_REQUEST_
Transcribe the records that follow, preserving every word.

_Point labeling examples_
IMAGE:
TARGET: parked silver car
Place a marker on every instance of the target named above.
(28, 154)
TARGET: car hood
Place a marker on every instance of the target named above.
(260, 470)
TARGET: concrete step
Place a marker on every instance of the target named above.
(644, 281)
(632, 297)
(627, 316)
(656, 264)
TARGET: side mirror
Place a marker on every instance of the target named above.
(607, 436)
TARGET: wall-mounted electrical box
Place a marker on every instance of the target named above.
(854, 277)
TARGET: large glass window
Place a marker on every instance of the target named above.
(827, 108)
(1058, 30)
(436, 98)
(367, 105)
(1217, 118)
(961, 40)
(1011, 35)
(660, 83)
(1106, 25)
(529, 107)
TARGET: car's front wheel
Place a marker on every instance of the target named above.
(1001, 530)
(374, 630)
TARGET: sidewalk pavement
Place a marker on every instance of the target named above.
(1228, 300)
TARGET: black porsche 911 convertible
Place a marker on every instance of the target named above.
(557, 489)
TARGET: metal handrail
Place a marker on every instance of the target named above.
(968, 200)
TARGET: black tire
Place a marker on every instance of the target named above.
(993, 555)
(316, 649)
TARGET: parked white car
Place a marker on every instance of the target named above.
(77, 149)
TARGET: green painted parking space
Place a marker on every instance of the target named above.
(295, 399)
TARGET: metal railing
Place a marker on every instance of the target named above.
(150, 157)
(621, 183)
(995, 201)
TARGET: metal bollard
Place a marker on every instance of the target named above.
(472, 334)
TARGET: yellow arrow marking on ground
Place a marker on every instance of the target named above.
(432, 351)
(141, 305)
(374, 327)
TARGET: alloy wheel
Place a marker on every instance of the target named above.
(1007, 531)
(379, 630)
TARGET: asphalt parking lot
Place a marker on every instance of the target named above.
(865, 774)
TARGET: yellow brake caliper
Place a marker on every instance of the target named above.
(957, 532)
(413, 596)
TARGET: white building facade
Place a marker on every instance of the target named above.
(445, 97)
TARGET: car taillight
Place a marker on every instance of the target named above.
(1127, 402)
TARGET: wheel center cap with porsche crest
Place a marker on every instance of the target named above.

_ANSWER TO THE EXERCISE_
IMAGE:
TARGET: parked silver car
Place a marker on every instance of the target named above.
(28, 154)
TARGET: car hood
Place a marker on every instance of the target named above.
(260, 470)
TARGET: concrete step
Place a marker on every instance of the target named above.
(644, 281)
(632, 297)
(627, 316)
(656, 264)
TARGET: side mirror
Place a marker on every instance of the target named above.
(607, 436)
TARGET: wall-mounted electrical box
Place a marker on every instance of the target named above.
(854, 277)
TARGET: large glass window
Place a marker on every instance of the target named above.
(827, 108)
(1058, 30)
(436, 98)
(367, 105)
(1217, 118)
(961, 40)
(1011, 35)
(660, 83)
(1106, 25)
(529, 107)
TARGET: car's front wheel
Place a marker on every instance of the target named above.
(1001, 530)
(374, 630)
TARGET: sidewalk pavement
Place a marker on every instance of the target named above.
(1228, 300)
TARGET: black porsche 911 convertible
Place a marker on every instance of the target named above.
(557, 489)
TARGET: metal handrail
Place a marker on every instance of the target named above.
(968, 200)
TARGET: black tire
Place a marker on every instance of the target named above.
(993, 555)
(316, 649)
TARGET: parked white car
Place a marker on every instance of the target named above.
(77, 149)
TARGET: green painted parking space
Place a marker on every instance of the target named above.
(295, 399)
TARGET: metal railing
Place a marker on every instance of the target named above.
(150, 157)
(621, 183)
(995, 201)
TARGET: metal bollard
Place a marker on every instance of the target named above.
(472, 334)
TARGET: yellow arrow marking on ground
Place a marker on every instance of the target named above.
(432, 351)
(141, 305)
(374, 327)
TARGET: alloy wheel
Place a marker on every instance of the target named above.
(1007, 531)
(379, 630)
TARGET: asphalt parking lot
Place a marker on every instance of the target named above.
(865, 774)
TARGET: yellow brake caliper
Place a marker on every instance of the target named above.
(957, 532)
(413, 596)
TARGET: white building facade
Place a marker on every instance of the target named above.
(445, 97)
TARGET: car taillight
Place a marker on every instance of the target named above.
(1127, 402)
TARGET: wheel center cap with porsche crest
Place a marker on every instance of the target named above.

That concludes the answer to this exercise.